Requests -
1. In the commentary on Alan Schwarz's concussion coverage, translate this sentence into Spanish: "It’s a shame so much of Schwarz’s intelligence is used for caginess instead of communication."
2. List every organization or news outlet that the commentary on Alan Schwarz's concussion coverage names in its own prose, leaving out the quoted article titles and the web addresses.
3. Continue the commentary on Alan Schwarz's concussion coverage from where it stops.

-- BEGIN Source passage --

It’s an excellent dialogue, though also an incomplete one from my perspective. In addition, it provides some important interpretation by Schwarz of his ground-breaking and, unfortunately, now past-tense coverage. (See “New York Times’ Alan Schwarz Moves From Concussion Beat to National Education Reporter — Promotion or Exile?”, August 2, https://concussioninc.net/?p=4344, and “Alan Schwarz: Why I’m No Longer Writing About Concussions in The New York Times,” August 2, https://concussioninc.net/?p=4354.)

Schwarz and Bissinger trade topping each other with the points that define the debate over the future of football. Schwarz gets to the heart of the unacceptable risks of traumatic brain injuries for pre-legal consent amateurs, and even the impossible real-world task of helmets in protecting against them. Often he does so with quite a bit more clarity than he achieved in his published news reports and analyses.

Bissinger, I think, effectively presses Schwarz on the bottom-line futility of changing football rules to address the problem. (Bissinger comes to a different conclusion than I do on whether the upshot is that tackle football should continue to be part of the public high school agenda – let alone its 900-pound gorilla.)

Now, back to Schwarz and what I have found so inadequate about The New York Times on concussions. Or was, before The Times moved Schwarz to the position of national education reporter and became just another pack outlet on a story he and they had made.

It’s a shame so much of Schwarz’s intelligence is used for caginess instead of communication. For example, on the subject of the spate of lawsuits against the National Football League, he says on NPR, “I think the question is, you know, what did you know, and when did you know it? And that’s very debatable. I think those of us who have spent a long time studying not only the evidence but the history of the unfolding of the evidence, there’s a point at which it becomes reasonable to think that the employer should have told the employees. However, a lot of people want that to start a lot earlier than I think is reasonable. So we’ll see. It’s for a jury and a judge to decide.”

-- END Source passage --
-- BEGIN Extracted entries --

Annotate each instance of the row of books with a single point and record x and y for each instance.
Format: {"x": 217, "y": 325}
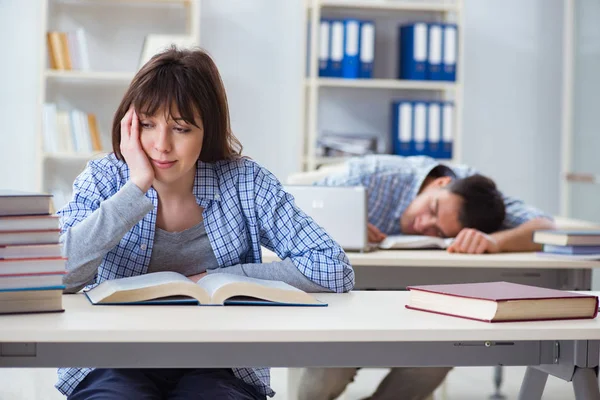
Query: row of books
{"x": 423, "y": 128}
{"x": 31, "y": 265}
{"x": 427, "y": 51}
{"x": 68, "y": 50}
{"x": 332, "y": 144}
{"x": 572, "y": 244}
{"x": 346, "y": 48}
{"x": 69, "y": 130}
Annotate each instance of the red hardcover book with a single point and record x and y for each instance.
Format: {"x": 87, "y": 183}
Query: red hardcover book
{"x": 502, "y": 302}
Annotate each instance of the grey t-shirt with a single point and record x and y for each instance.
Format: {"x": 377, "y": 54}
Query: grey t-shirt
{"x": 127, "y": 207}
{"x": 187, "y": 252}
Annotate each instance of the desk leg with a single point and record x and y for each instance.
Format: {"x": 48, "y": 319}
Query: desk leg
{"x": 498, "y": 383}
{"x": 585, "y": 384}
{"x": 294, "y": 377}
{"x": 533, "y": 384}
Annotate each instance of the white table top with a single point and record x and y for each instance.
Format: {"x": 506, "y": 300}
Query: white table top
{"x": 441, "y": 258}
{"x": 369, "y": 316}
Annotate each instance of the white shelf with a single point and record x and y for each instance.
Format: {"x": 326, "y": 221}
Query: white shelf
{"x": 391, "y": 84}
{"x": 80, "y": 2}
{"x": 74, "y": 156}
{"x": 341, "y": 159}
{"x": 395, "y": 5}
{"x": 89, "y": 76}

-- END Extracted entries --

Results for each task -
1. Es una lástima que gran parte de la inteligencia de Schwarz se emplee en evasivas en lugar de en la comunicación.

2.
The New York Times
National Football League
NPR

3.
That is certainly one hermetically impenetrable way to put it. But is an underlined disclaimer about how the lawyers are going to slug it out, while we all sit back and watch, the most illuminating way? In my own interview on a Toronto radio station the very day the first of these lawsuits became news, I acknowledged that the specifics of that case needed more scrutiny. But I also emphasized that litigation, this one and others, collectively and inevitably, would drive the public’s better understanding of the NFL’s responsibility for a tobacco-like public health tab. (Hear it at http://www.youtube.com/wrestlingbabylon#p/a/u/1/hrXZLpKvAAQ.)

This is the difference between someone employed by The New York Times and someone employed by himself.

Generally speaking, Schwarz devotes a lot of verbiage to his skepticism about the strongest claims of the links between football and traumatic brain injury. I think it’s mostly a matter of style – but again, at a point the style becomes less about projecting credibility than about being disengaged and unhelpful. He says on NPR, “I think all we were certainly trying to do at The New York Times was give people the information, whether they were professionals or the parents of kids, on which to base their decisions of whether to take a risk – that particular risk or not. They can take whatever risks they want. We don’t care.”

Well, I for one care which risks are undertaken – by the parents of other kids as well as my own – in heavily funded and promoted activities run by the gatekeepers of our educational system. Because those risks will affect all of us in maintaining national mental hygiene and a civil society.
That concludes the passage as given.